START LISTED RECORDS
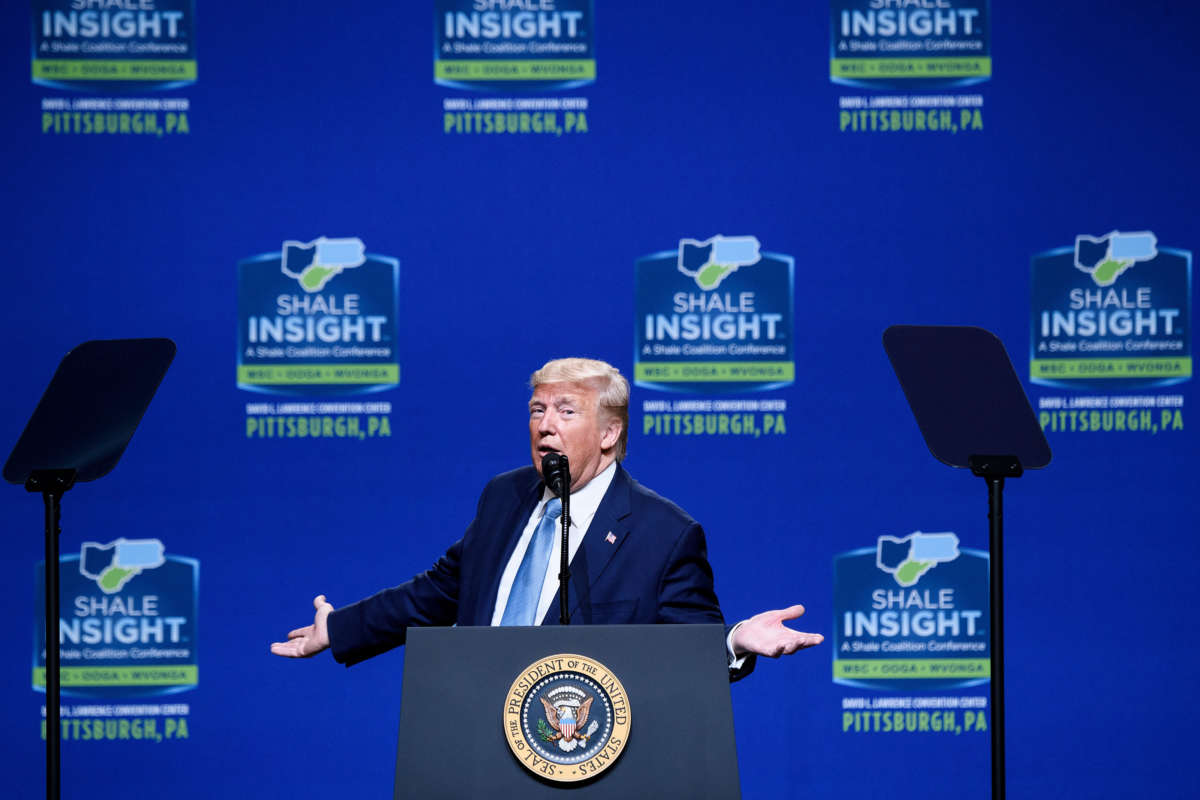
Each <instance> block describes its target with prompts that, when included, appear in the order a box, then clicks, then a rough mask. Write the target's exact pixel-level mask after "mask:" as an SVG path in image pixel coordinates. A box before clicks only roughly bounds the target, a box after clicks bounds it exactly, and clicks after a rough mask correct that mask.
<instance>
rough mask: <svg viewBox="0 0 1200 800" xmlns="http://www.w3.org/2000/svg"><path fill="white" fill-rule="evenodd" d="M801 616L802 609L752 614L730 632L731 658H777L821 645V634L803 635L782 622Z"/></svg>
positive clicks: (806, 633) (798, 631) (779, 608)
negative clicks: (749, 654)
mask: <svg viewBox="0 0 1200 800" xmlns="http://www.w3.org/2000/svg"><path fill="white" fill-rule="evenodd" d="M803 613H804V606H790V607H787V608H779V609H775V610H769V612H762V613H761V614H755V615H754V616H751V618H750V619H748V620H745V621H744V622H742V624H740V625H739V626H738V628H737V630H736V631H734V632H733V642H732V644H733V654H734V655H737V656H744V655H748V654H751V652H754V654H757V655H760V656H767V657H768V658H778V657H779V656H786V655H790V654H792V652H796V651H797V650H804V649H805V648H811V646H814V645H817V644H821V643H822V642H824V637H823V636H821V634H820V633H802V632H800V631H793V630H792V628H790V627H787V626H786V625H784V621H785V620H790V619H797V618H798V616H799V615H800V614H803Z"/></svg>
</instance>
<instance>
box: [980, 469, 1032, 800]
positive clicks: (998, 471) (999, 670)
mask: <svg viewBox="0 0 1200 800" xmlns="http://www.w3.org/2000/svg"><path fill="white" fill-rule="evenodd" d="M967 465H968V467H970V468H971V473H972V474H973V475H977V476H978V477H982V479H983V480H985V481H986V482H988V553H989V557H988V563H989V566H990V579H989V585H990V587H991V593H990V601H989V610H990V616H991V680H990V681H989V682H990V685H991V699H990V703H991V796H992V798H995V799H996V800H1003V798H1004V790H1006V789H1004V775H1006V769H1004V549H1003V545H1004V479H1006V477H1020V476H1021V475H1022V474H1024V473H1025V470H1024V469H1021V461H1020V459H1019V458H1018V457H1016V456H971V457H968V458H967Z"/></svg>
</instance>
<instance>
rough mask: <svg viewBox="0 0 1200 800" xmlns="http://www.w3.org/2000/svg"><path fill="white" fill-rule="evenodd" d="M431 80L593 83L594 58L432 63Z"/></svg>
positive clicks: (481, 60) (502, 60) (452, 61)
mask: <svg viewBox="0 0 1200 800" xmlns="http://www.w3.org/2000/svg"><path fill="white" fill-rule="evenodd" d="M433 77H434V78H438V79H442V80H595V77H596V62H595V60H593V59H562V60H553V59H547V60H545V61H541V60H533V61H506V60H494V61H491V60H478V61H434V62H433Z"/></svg>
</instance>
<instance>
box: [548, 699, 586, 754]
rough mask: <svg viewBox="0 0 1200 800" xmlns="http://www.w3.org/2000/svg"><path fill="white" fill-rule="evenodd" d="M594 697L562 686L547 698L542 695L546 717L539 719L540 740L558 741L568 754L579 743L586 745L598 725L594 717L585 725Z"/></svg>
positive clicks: (574, 749)
mask: <svg viewBox="0 0 1200 800" xmlns="http://www.w3.org/2000/svg"><path fill="white" fill-rule="evenodd" d="M594 699H595V697H594V696H592V694H584V693H583V692H581V691H580V690H577V688H574V687H562V688H559V691H558V692H552V693H551V697H550V698H548V699H547V698H546V697H542V698H541V704H542V706H544V708H545V709H546V718H545V720H539V721H538V733H539V735H540V736H541V740H542V741H557V742H558V748H559V750H562V751H563V752H568V753H569V752H571V751H572V750H575V748H576V747H578V746H580V744H586V742H587V740H588V739H589V738H590V736H592V734H594V733H595V732H596V728H598V727H599V724H598V723H596V721H595V720H593V721H592V724H590V726H588V714H589V712H590V711H592V702H593V700H594ZM584 726H587V727H584ZM552 732H553V733H552Z"/></svg>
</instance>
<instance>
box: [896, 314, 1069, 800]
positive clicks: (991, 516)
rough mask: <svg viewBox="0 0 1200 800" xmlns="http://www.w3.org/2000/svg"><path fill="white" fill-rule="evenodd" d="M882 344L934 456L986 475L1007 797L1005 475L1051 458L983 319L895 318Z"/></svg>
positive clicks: (1001, 750)
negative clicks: (891, 361) (1005, 605)
mask: <svg viewBox="0 0 1200 800" xmlns="http://www.w3.org/2000/svg"><path fill="white" fill-rule="evenodd" d="M883 349H884V350H887V353H888V359H889V360H890V361H892V367H893V368H894V369H895V373H896V378H898V379H899V381H900V386H901V389H902V390H904V393H905V397H906V398H907V401H908V405H910V407H911V408H912V414H913V417H914V419H916V420H917V426H918V427H919V428H920V433H922V435H923V437H924V439H925V444H926V445H928V446H929V451H930V453H932V456H934V457H935V458H937V461H940V462H942V463H943V464H947V465H948V467H955V468H960V469H962V468H968V469H970V470H971V473H972V474H973V475H977V476H978V477H982V479H984V480H985V481H986V482H988V523H989V534H988V539H989V558H988V563H989V571H990V576H989V583H990V593H989V596H990V608H989V612H990V614H989V615H990V631H989V633H990V638H991V648H990V654H991V658H990V661H991V664H990V679H989V684H990V693H991V699H990V705H991V796H992V800H1004V792H1006V787H1004V781H1006V771H1004V769H1006V768H1004V551H1003V534H1004V504H1003V498H1004V479H1006V477H1020V476H1021V475H1022V473H1024V471H1025V470H1027V469H1040V468H1043V467H1045V465H1046V464H1049V463H1050V458H1051V453H1050V445H1048V444H1046V440H1045V435H1044V434H1043V432H1042V426H1040V425H1039V423H1038V420H1037V416H1036V415H1034V414H1033V408H1032V407H1031V405H1030V399H1028V397H1026V396H1025V389H1024V387H1022V386H1021V380H1020V378H1018V377H1016V371H1015V369H1013V362H1012V360H1010V359H1009V357H1008V353H1007V351H1006V350H1004V345H1003V343H1002V342H1001V341H1000V338H998V337H996V335H994V333H991V332H990V331H986V330H984V329H982V327H972V326H948V325H893V326H892V327H889V329H887V330H886V331H884V332H883Z"/></svg>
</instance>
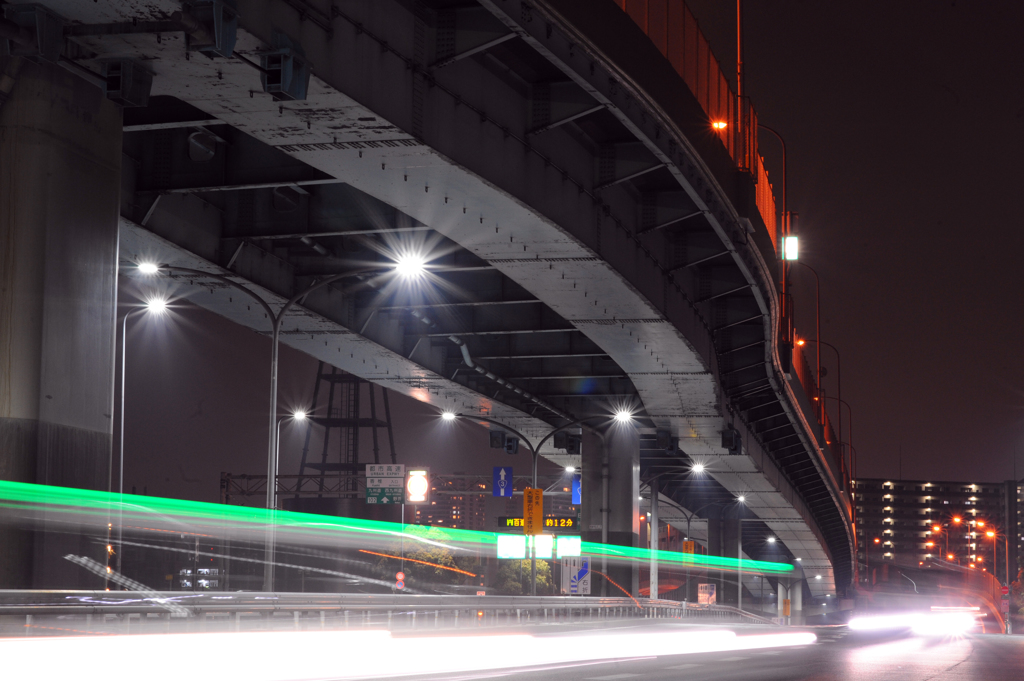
END LISTED RECORDS
▸ WORK INSTRUCTIONS
I'd like the lines above from the one with "344L934 456L986 475L1007" up to and including the one with "positive clicks: (1001, 750)" copied exactly, with no other lines.

▸ ANSWER AREA
rough mask: <svg viewBox="0 0 1200 800" xmlns="http://www.w3.org/2000/svg"><path fill="white" fill-rule="evenodd" d="M882 344L934 456L986 475L1007 797L1005 475L1051 458L983 319L895 318Z"/></svg>
positive clicks: (1001, 750)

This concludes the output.